#### WHAT THIS TASK INVOLVES
Rewrite the listing lines starting at the line containing "Can you locate the man's head" and ending at the line containing "Target: man's head", replacing "man's head" with "person's head" and leaving everything else unchanged.

+===+

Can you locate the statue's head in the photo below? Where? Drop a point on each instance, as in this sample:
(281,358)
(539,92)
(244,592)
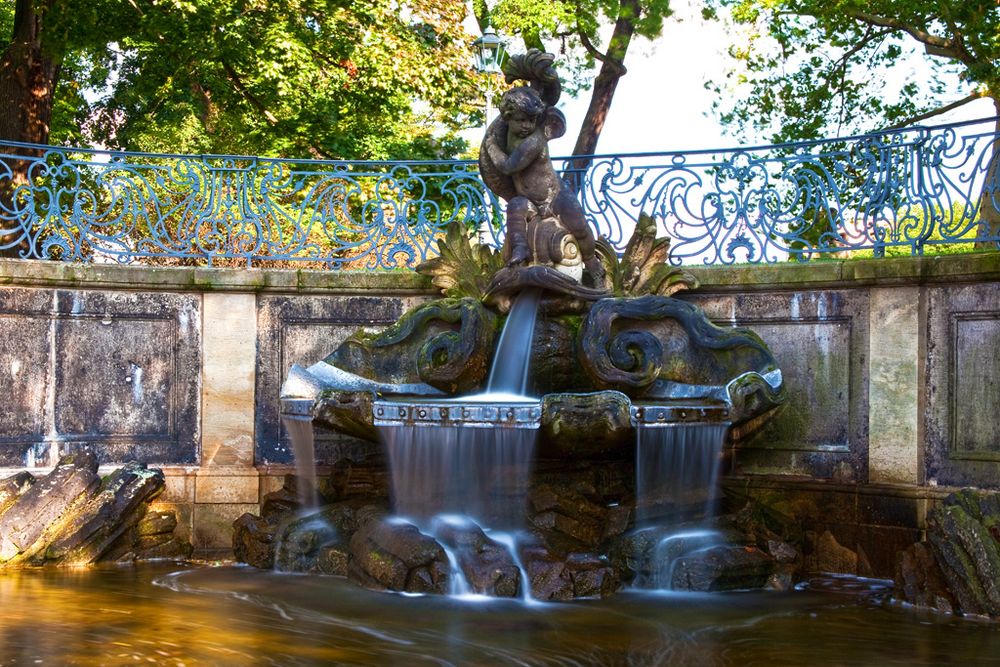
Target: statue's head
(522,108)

+===+

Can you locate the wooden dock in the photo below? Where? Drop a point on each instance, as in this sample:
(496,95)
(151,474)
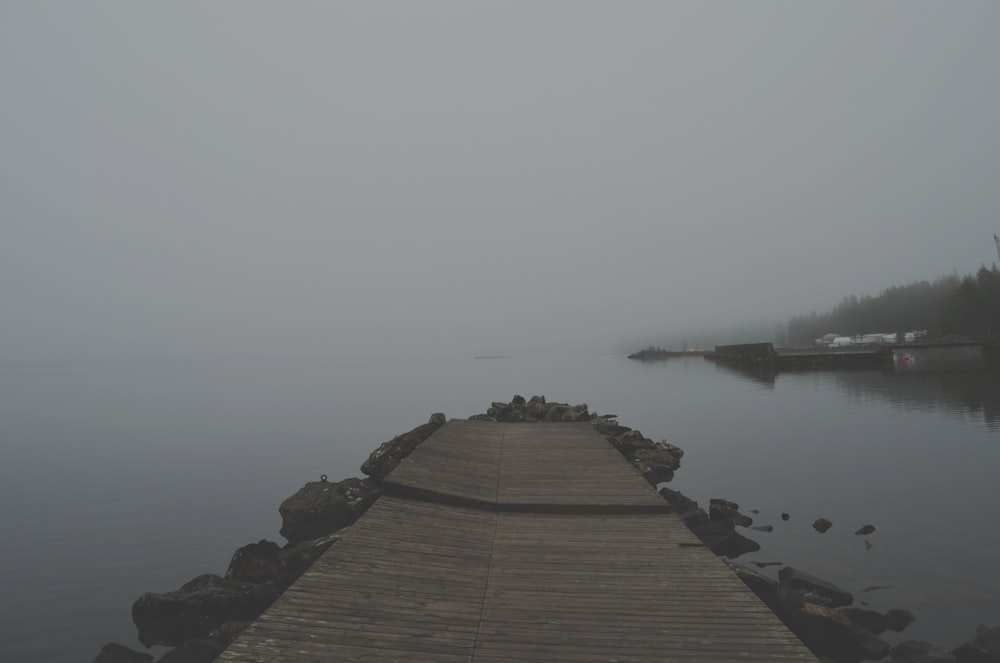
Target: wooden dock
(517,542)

+===+

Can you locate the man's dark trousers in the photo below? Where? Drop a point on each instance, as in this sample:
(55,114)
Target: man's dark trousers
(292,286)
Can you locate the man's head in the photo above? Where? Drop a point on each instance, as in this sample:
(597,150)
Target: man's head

+===+

#### SOLVED PROBLEM
Can you locate the person's head in the photo above? Where? Drop a point on each instance, as in this sample:
(597,150)
Target: person's head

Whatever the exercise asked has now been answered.